* [Exercise description]: Start to finish, reproduce the records below with nothing missing.

* [Given data]:
[Start of Attachment]

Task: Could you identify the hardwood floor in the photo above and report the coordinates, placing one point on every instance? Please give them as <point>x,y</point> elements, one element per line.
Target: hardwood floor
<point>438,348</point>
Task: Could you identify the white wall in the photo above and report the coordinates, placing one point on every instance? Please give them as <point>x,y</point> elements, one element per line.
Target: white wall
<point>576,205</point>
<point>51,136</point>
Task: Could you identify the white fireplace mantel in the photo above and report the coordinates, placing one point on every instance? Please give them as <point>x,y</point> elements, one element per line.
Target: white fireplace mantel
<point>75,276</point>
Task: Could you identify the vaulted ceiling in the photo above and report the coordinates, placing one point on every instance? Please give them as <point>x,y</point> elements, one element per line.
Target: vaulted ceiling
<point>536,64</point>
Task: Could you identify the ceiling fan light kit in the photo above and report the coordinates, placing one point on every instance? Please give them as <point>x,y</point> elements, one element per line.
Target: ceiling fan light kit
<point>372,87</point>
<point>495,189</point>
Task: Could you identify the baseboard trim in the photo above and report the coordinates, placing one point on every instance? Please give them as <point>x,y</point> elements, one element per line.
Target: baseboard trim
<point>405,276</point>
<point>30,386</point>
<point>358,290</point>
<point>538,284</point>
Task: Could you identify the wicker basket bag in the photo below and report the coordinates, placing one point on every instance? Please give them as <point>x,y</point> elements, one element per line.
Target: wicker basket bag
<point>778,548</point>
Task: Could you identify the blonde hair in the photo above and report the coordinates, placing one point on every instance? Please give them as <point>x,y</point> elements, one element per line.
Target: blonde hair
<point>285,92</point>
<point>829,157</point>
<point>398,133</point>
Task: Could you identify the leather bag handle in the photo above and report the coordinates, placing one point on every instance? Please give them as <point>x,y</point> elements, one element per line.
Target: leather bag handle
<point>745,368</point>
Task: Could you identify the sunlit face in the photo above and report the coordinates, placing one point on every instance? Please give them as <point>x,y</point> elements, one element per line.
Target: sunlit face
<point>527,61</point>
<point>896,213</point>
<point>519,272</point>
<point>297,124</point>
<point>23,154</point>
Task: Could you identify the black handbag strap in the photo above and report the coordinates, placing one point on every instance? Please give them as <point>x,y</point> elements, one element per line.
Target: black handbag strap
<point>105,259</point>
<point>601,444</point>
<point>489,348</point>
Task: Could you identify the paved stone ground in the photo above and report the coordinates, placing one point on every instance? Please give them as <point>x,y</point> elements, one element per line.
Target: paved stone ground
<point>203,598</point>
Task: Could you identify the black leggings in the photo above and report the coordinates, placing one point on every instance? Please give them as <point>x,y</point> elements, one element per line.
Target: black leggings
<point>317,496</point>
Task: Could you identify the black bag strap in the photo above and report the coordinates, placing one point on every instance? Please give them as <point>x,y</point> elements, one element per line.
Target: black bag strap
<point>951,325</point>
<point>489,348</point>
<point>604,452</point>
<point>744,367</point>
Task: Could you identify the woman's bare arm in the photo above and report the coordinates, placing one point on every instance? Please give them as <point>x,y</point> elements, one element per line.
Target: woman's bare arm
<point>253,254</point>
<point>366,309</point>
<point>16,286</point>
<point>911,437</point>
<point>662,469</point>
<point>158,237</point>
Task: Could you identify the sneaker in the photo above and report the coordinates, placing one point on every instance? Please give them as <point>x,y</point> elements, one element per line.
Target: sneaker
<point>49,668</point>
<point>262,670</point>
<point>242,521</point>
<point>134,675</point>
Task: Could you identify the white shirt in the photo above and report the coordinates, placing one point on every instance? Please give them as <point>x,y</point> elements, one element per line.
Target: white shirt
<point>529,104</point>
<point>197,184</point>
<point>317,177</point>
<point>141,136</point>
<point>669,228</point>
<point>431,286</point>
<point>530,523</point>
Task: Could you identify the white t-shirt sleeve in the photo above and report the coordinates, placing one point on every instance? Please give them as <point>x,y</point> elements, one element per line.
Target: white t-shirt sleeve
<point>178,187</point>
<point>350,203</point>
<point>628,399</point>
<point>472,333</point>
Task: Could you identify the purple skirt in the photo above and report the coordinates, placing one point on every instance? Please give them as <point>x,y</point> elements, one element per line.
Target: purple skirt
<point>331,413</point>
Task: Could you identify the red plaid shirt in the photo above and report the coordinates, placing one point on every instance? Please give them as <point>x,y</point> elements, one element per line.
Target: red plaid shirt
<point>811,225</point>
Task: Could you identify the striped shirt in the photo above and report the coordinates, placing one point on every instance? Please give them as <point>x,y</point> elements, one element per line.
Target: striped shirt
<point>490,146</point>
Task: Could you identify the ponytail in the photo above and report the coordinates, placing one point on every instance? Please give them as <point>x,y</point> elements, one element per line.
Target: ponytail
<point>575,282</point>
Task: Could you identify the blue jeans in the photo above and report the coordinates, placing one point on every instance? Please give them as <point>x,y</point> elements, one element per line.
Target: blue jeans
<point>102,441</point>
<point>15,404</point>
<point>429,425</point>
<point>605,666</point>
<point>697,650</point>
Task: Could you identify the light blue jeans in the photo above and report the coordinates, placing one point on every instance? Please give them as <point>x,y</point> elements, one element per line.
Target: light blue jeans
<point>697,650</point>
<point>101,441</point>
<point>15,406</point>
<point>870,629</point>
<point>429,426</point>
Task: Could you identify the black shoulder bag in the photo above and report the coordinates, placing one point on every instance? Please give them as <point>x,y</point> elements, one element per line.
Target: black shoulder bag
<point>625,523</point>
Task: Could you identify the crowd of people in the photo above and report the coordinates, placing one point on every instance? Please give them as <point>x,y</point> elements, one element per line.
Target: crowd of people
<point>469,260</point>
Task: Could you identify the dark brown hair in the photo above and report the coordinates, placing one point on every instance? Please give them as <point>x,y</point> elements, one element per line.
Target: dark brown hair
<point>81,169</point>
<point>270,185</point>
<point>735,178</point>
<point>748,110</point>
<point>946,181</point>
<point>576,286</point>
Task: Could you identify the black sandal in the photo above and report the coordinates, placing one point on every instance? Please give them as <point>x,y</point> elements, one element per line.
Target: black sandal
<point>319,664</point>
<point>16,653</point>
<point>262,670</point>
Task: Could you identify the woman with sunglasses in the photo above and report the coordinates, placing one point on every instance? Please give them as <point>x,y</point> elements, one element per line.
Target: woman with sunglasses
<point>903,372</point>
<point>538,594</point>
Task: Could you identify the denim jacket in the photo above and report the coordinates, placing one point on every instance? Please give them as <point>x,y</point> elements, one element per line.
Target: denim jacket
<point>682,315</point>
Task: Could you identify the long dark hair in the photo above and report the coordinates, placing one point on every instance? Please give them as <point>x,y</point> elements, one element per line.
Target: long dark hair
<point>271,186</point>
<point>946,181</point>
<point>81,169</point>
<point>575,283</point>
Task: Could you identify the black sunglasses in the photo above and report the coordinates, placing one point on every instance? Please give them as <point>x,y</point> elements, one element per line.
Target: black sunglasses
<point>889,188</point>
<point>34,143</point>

[End of Attachment]

* [Result]:
Task: Could you identify the hardwood floor in the photo above and report the coordinates, placing one point on every instance? Please give them as <point>x,y</point> elements, one element per line.
Target: hardwood floor
<point>438,348</point>
Task: Could you identify the white wall in the photo above and report the coordinates, placing one point on every instance? Please give them as <point>x,y</point> elements, one element per line.
Target: white wall
<point>576,205</point>
<point>51,136</point>
Task: Could you identify the white fireplace mantel in the photo above and report the coordinates, placing one point on every instance? Please give them as <point>x,y</point> elements, one element per line.
Target: white fireplace mantel
<point>75,276</point>
Task: Could you identify the vaulted ceiling in the photo above and report the coordinates, placing one point on every instance? Please give them as <point>x,y</point> elements, one element per line.
Target: vaulted ceiling
<point>536,64</point>
Task: Could you identify the ceiling fan light kit in the photo above and report the coordinates, placing one point on every instance? Please give them as <point>x,y</point> elements, one element per line.
Target: ceiling fan light kit
<point>372,87</point>
<point>495,189</point>
Task: Could you identify the baseboard trim in the photo above and report the coordinates, placing one point on every instance? Please give them as <point>x,y</point> elements, one element per line.
Target: baseboard trim
<point>405,276</point>
<point>30,386</point>
<point>358,290</point>
<point>538,284</point>
Task: Could you identify the wicker basket bag in the photo below and report the coordinates, placing one point on every instance? Please give them as <point>x,y</point> elements, one element per line.
Target: wicker basket bag
<point>778,548</point>
Task: Could you identify the blonde hair in the photo above and report the coordinates, placing one point on every instance? Please give them as <point>x,y</point> elements, one element per line.
Target: blonde hair
<point>285,92</point>
<point>829,157</point>
<point>398,133</point>
Task: Could you identify the leather bag handle in the photo above and report the coordinates, placing one point on every instance? Please give them as <point>x,y</point> elements, one element per line.
Target: leather bag handle
<point>745,368</point>
Task: Could you identify the sunlit face in the photo above and report the coordinates, placing one point on every instance? Please give them as <point>x,y</point> elements, one element per line.
Target: sunlit face
<point>527,61</point>
<point>896,213</point>
<point>519,272</point>
<point>297,124</point>
<point>23,154</point>
Task: Could you identify the black handbag strap in the photo above and report the coordinates, placing one point on every instance? Please give them as <point>x,y</point> elements, one element per line.
Target: black handbag strap
<point>105,259</point>
<point>601,444</point>
<point>489,348</point>
Task: Could you identify the paved stone ground in the photo above and report the coordinates, placing one point on every instance? Please give them as <point>x,y</point> elements, one element per line.
Target: paved stone ground
<point>203,598</point>
Task: Could you identify the black leggings in the photo above and report the coordinates, placing one point on every instance? Please give them as <point>x,y</point> elements, one element per line.
Target: black leggings
<point>317,496</point>
Task: Could you identify the black bag strap in the photo above and report the coordinates, placing one point on every instance? Please give them as <point>x,y</point> elements, one element per line.
Target: black bag strap
<point>951,325</point>
<point>489,348</point>
<point>604,452</point>
<point>744,367</point>
Task: Could you identify the woman's bare arm in the photo above and report the coordinates, placing one point on every instance? Please give them as <point>x,y</point> elements, one element per line.
Target: woman's bare arm
<point>253,254</point>
<point>366,309</point>
<point>16,286</point>
<point>911,437</point>
<point>662,469</point>
<point>158,237</point>
Task: Could you identify the sneaker in the photo above and report the coordinates, placing one point on every instance? Please give them as <point>x,y</point> elements, one element per line.
Target: sneaker
<point>49,668</point>
<point>262,670</point>
<point>242,521</point>
<point>134,675</point>
Task: Could you identify the white shirt in the photo above and report the coordinates, placing one point on every instance? Please give them as <point>x,y</point> elements, one element per line.
Target: white shirt
<point>529,104</point>
<point>197,184</point>
<point>317,177</point>
<point>141,136</point>
<point>669,228</point>
<point>431,286</point>
<point>530,523</point>
Task: Could you identify the white t-shirt sleeve in the photo above and report the coordinates, placing one point on every instance? Please give them as <point>x,y</point> elements, one element per line.
Target: white t-shirt sleeve
<point>178,187</point>
<point>350,203</point>
<point>628,399</point>
<point>472,333</point>
Task: Could you identify the purple skirt in the photo above and report the coordinates, placing one point on every instance? Please give them as <point>x,y</point> elements, one element per line.
Target: purple skirt
<point>331,413</point>
Task: Could you identify the red plaid shirt in the photo above and report the coordinates, placing one point on every instance? Please give them as <point>x,y</point> elements, one element per line.
Target: red plaid shirt
<point>811,225</point>
Task: Could you identify the striped shirt in the photo above and report the coordinates, placing one point on every instance? Please give them as <point>x,y</point> elements, one element per line.
Target: striped shirt
<point>490,146</point>
Task: Could you identify the ponytail in the photo above and report the coordinates, placing one point on every instance? Please give them as <point>x,y</point> elements, one element per line.
Target: ponytail
<point>575,282</point>
Task: Could you identify the blue jeans in the photo above and report the coordinates, placing one point on every instance? Please give them as <point>x,y</point> elements, one element per line.
Target: blue jeans
<point>102,441</point>
<point>15,404</point>
<point>429,425</point>
<point>605,666</point>
<point>697,650</point>
Task: Could you identify the light blue jeans in the photo above and report the coordinates, placing one point on every instance? Please give them as <point>x,y</point> elements, one element per line.
Target: light blue jeans
<point>697,650</point>
<point>101,441</point>
<point>15,406</point>
<point>870,629</point>
<point>429,426</point>
Task: Could you identify the black shoulder bag in the photo above and report the coordinates, placing one point on every instance? Please give them as <point>x,y</point> elements, one element per line.
Target: black shoulder bag
<point>625,523</point>
Task: Could you identify the crowd of people in the photo above and report the coordinates, placing one point on every instance? Please give them as <point>x,y</point> elements, one element per line.
Target: crowd of people
<point>469,260</point>
Task: Could you identify the dark brown hair in the photo above and report the coordinates, placing one point on every instance? Please give them as <point>x,y</point> elements, one element per line.
Target: dark brown hair
<point>81,169</point>
<point>270,185</point>
<point>735,178</point>
<point>748,110</point>
<point>946,181</point>
<point>576,286</point>
Task: Could you identify the black sandal in the photo above and report the coordinates, placing one point on every instance? Please give them as <point>x,y</point> elements, one element per line.
Target: black sandal
<point>319,664</point>
<point>16,653</point>
<point>262,670</point>
Task: Could you identify the woman with sunglasses in the photo above and report the coordinates, placing one point on every instance? Please give them as <point>x,y</point> elements, one element per line.
Target: woman with sunglasses
<point>903,372</point>
<point>538,594</point>
Task: Could you identify the denim jacket in the photo above and report the coordinates, placing one point on every instance? Please give them as <point>x,y</point> elements, one element per line.
Target: denim jacket
<point>682,315</point>
Task: Could you identify the long dark hair in the photo above and report the coordinates, placing one point on every instance? Please give them as <point>x,y</point> elements, one element per line.
Target: long dark hair
<point>271,186</point>
<point>946,181</point>
<point>81,169</point>
<point>575,283</point>
Task: Could you identify the black sunglasses in the photo above and report the coordinates, placing one point on every instance? Please give them as <point>x,y</point> elements, one element per line.
Target: black sunglasses
<point>889,188</point>
<point>34,143</point>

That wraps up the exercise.